_PAGE EXTRACT_:

** start **

# Proverb geolocation baselines
* Classification: select an area at random.
* Regression: return the average lat/lon of the train data.

In [45]:
import pandas as pd
import matplotlib.pyplot as plt
import numpy as np
import seaborn as sns
from sklearn.model_selection import train_test_split
from sklearn.metrics import *
from sklearn.linear_model import LogisticRegression
from sklearn.metrics import mean_absolute_error, mean_squared_error

## Load the data

In [46]:
balanced_corpus = pd.read_csv("data/balanced_corpus.csv", index_col=0)

## Train the baselines

* Three splits with fixed random seed for reproducibility.

In [53]:
from sklearn.dummy import DummyClassifier, DummyRegressor
from sklearn.metrics import f1_score
loc_name = {'Ρούμελη':'Roumeli', 'Κοζάνη':'Kozani', 'Κως':'Kos', 'Αδριανούπολη':'Adrian.', 'Νάουσα':'Naousa', 'Σέρρες':'Serres', 'Σίφνος': 'Sifnos', 'Ήπειρος':'Epirus', 'Αιτωλία':'Etolia', 'Αμοργός':'Amorgos', 'Ανατολική Θράκη': 'East Thrace', 'Αρκαδία':'Arcadia', 'Αχαΐα':'Achaia', 'Επτάνησος':'Eptanisos', 'Εύβοια':'Eyvoia', 'Θεσπρωτία':'Thesprotia',  'Θράκη': 'Thrace', 'Ιωάννινα':'Ioannina', 'Κάρπαθος':'Karpathos', 'Κεφαλληνία':'Kefalinia', 'Κρήτη':'Crete', 'Κύπρος':'Cyprus', 'Λέσβος':'Lesvos', 'Λακωνία':'Laconia', 'Μακεδονία':'Maced.', 'Μικρά Ασία':'Asia Minor', 'Νάξος':'Naxos', 'Πόντος':'Pontos', 'Ρόδος':'Rodos', 'Σκύρος':'Skyros'}
regions = ['Πόντος', 'Κύπρος', 'Κάρπαθος', 'Θεσπρωτία', 'Αμοργός', 'Σκύρος', 'Μικρά Ασία', 'Λέσβος', 'Μακεδονία', 'Λακωνία', 'Εύβοια', 'Επτάνησος', 'Αρκαδία', 'Νάξος', 'Κρήτη', 'Αχαΐα', 'Θράκη', 'Ιωάννινα', 'Αιτωλία', 'Κεφαλληνία', 'Ανατολική Θράκη', 'Ρόδος', 'Ήπειρος']
f_scores = []
mae_scores_lat, mae_scores_lon = [], []
mse_scores_lat, mse_scores_lon = [], []
for i in range(3):
    seed = 2023 + i
    train, test = train_test_split(balanced_corpus, test_size=0.05, random_state=seed)
    train, dev = train_test_split(train, test_size=test.shape[0], random_state=seed)

** end **

_DATA PROVIDED_:
** start **

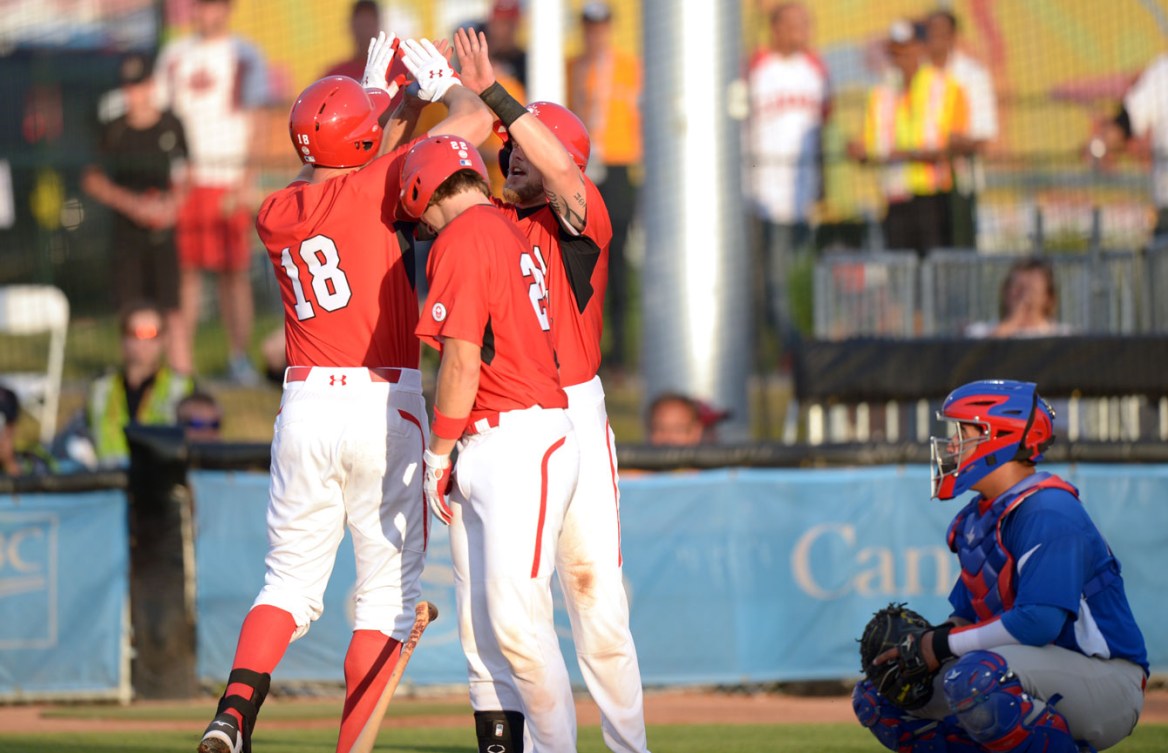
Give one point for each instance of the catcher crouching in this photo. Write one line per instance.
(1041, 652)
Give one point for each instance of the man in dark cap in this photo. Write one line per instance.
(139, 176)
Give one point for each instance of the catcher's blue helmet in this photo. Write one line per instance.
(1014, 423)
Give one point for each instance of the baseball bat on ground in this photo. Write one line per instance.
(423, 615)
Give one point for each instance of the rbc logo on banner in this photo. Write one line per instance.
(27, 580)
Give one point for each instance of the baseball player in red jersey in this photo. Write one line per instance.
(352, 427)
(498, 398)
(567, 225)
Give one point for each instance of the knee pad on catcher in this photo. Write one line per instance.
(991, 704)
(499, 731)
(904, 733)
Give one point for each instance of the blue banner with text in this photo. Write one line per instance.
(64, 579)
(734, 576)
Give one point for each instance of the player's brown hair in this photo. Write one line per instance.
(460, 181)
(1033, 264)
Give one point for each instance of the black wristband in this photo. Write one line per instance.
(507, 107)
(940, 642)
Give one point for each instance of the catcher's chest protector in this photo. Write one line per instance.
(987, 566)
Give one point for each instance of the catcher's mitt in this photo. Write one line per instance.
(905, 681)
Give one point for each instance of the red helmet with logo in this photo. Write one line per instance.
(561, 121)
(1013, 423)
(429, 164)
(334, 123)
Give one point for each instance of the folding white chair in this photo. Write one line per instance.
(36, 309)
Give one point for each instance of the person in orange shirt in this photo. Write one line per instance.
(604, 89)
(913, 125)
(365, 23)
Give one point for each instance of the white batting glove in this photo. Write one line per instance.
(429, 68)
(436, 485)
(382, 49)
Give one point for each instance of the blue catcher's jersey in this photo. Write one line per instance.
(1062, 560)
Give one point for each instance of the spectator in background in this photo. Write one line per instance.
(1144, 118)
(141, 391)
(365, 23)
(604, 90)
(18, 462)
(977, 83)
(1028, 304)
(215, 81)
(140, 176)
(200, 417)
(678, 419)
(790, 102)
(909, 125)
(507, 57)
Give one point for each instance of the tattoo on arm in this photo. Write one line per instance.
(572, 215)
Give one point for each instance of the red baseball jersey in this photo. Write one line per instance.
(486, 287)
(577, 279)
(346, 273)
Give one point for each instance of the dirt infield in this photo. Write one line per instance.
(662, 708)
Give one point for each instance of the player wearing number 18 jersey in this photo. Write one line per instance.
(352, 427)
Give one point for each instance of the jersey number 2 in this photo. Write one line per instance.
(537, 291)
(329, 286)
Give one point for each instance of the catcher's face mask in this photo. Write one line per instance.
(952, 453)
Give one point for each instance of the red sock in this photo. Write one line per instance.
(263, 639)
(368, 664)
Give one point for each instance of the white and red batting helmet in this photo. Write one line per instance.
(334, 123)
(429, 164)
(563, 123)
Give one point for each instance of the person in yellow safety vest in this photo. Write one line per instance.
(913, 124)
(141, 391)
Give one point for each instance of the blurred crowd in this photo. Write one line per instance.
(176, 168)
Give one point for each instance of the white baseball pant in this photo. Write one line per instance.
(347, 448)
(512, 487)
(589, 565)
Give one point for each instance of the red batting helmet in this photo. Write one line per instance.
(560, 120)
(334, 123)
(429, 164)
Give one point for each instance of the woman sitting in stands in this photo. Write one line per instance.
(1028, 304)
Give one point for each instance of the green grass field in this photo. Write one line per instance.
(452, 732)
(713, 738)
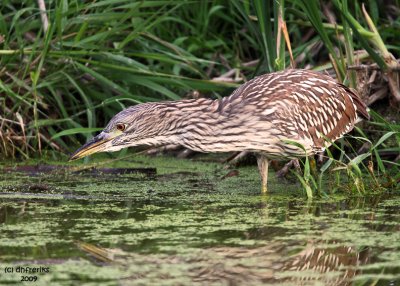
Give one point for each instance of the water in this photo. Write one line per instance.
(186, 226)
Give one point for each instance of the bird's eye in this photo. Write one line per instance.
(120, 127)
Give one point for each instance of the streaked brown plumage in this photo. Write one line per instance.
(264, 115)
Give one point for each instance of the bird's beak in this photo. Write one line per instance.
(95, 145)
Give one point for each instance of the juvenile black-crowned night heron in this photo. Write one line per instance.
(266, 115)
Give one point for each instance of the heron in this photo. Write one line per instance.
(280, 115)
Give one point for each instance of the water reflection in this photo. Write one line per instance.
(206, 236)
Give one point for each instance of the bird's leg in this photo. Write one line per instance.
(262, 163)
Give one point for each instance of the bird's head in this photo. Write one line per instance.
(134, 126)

** end **

_EXERCISE SET_:
1) In two sentences, what does the proverb geolocation baselines page cover?
2) Could you rewrite the stretch of the listing from the line containing "Give one point for each instance of the bird's eye" through the end of the listing, changing "bird's" to "heron's" and leaving everything else unchanged?
The baselines page and the listing are unrelated to each other.

_SOLUTIONS_:
1) The proverb geolocation baselines page sets up a classification baseline that selects an area at random and a regression baseline that returns the average latitude and longitude of the training data. It loads a balanced corpus from a CSV file and trains the baselines over three splits with fixed random seeds for reproducibility.

2)
Give one point for each instance of the heron's eye in this photo. Write one line per instance.
(120, 127)
Give one point for each instance of the streaked brown plumage in this photo. Write one line per instance.
(264, 115)
Give one point for each instance of the heron's beak in this photo. Write one line per instance.
(95, 145)
Give one point for each instance of the juvenile black-crowned night heron in this photo. Write one line per instance.
(266, 115)
Give one point for each instance of the heron in this photo. Write one line per instance.
(280, 115)
Give one point for each instance of the water reflection in this photo. Write one line per instance.
(206, 236)
Give one point for each instance of the heron's leg in this photo. Write one line per instance.
(262, 163)
Give one point for each instance of the heron's head in this photo. Write one line per instance.
(134, 126)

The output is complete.